** begin Text excerpt **

From: Lisa Dusseault <lisa@osafoundation.org>
Date: Tue, 29 Nov 2005 13:28:53 -0800
Message-Id: <04f55c87171bb6b6ec923fa355813e62@osafoundation.org>
Cc: Wilfredo Sánchez Vega <wsanchez@apple.com>, Geoffrey M Clemm <geoffrey.clemm@us.ibm.com>, WebDav <w3c-dist-auth@w3.org>, Cullen Jennings <fluffy@cisco.com>
To: Julian Reschke <julian.reschke@gmx.de>

On Nov 29, 2005, at 12:07 PM, Julian Reschke wrote:

> It seems that you have a very specific authoring scenario in mind, 
> which you'd like to be simpler to support in a client. How about 
> summarizing the *precise* requirements first, then think about the 
> right technical approach, and only then discuss a way what to do in 
> the spec? Yes, that's more work to do then simply stating "Strong 
> ETags are now required", but it's the better approach nevertheless.

** end Text excerpt **
** begin Provided information **

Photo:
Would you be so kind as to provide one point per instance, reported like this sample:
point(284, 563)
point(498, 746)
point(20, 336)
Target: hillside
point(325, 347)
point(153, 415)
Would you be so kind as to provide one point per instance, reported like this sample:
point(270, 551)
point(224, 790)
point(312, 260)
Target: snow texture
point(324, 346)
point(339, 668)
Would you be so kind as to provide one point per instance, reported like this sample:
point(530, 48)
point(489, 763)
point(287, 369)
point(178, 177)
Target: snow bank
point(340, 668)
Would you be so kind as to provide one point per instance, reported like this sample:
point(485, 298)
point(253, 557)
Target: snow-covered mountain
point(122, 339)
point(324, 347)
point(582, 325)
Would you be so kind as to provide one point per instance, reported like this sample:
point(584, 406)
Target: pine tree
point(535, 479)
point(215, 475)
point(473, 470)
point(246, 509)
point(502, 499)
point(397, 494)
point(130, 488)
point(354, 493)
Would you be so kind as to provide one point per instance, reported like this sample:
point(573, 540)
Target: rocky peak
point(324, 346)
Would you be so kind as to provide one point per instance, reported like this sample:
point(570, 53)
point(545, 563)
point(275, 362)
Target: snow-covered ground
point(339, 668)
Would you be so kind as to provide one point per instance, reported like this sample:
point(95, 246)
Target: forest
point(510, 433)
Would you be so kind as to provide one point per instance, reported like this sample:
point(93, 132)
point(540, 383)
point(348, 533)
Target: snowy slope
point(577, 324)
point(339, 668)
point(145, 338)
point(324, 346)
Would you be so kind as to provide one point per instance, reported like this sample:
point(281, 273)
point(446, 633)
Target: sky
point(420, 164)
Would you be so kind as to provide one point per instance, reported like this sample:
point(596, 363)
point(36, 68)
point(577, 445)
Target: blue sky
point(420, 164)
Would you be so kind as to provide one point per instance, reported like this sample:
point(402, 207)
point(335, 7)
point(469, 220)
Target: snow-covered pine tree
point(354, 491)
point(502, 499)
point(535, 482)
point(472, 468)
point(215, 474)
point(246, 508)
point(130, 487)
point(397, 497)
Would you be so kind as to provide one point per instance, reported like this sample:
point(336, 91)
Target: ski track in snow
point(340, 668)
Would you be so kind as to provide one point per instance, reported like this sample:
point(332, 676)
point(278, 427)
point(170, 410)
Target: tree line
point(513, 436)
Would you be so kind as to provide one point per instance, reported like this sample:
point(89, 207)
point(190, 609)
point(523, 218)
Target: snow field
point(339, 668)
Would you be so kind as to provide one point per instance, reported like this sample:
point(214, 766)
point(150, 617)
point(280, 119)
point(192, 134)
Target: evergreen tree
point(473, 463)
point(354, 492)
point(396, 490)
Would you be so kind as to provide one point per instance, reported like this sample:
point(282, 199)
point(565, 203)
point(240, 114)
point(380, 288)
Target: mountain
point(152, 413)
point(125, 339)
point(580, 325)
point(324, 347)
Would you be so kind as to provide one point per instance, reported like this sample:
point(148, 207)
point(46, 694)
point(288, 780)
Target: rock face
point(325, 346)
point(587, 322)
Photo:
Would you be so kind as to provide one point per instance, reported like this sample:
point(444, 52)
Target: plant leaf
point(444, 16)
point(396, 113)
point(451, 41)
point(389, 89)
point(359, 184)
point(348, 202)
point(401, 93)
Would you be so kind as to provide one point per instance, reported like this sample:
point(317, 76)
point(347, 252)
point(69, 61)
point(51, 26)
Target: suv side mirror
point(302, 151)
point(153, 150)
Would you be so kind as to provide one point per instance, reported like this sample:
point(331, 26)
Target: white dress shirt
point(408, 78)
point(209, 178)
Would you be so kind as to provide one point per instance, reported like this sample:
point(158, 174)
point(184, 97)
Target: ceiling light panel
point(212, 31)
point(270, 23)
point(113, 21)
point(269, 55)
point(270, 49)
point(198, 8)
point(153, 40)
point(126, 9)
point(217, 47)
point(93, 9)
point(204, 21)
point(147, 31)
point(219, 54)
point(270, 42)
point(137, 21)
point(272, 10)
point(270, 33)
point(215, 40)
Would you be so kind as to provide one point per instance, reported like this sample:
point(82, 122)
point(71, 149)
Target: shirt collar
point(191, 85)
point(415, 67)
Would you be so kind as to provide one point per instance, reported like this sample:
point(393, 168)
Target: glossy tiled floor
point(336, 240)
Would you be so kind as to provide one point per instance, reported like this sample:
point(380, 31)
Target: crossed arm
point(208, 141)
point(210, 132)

** end Provided information **

§ To-do list
1. Can you translate this sentence from the email into Spanish: "It seems that you have a very specific authoring scenario in mind, which you'd like to be simpler to support in a client."
2. In the email, what does Julian Reschke propose summarizing first?

§ Responses to the exercise
1. Parece que tienes en mente un escenario de autoría muy específico, que te gustaría que fuera más sencillo de soportar en un cliente.

2. The precise requirements.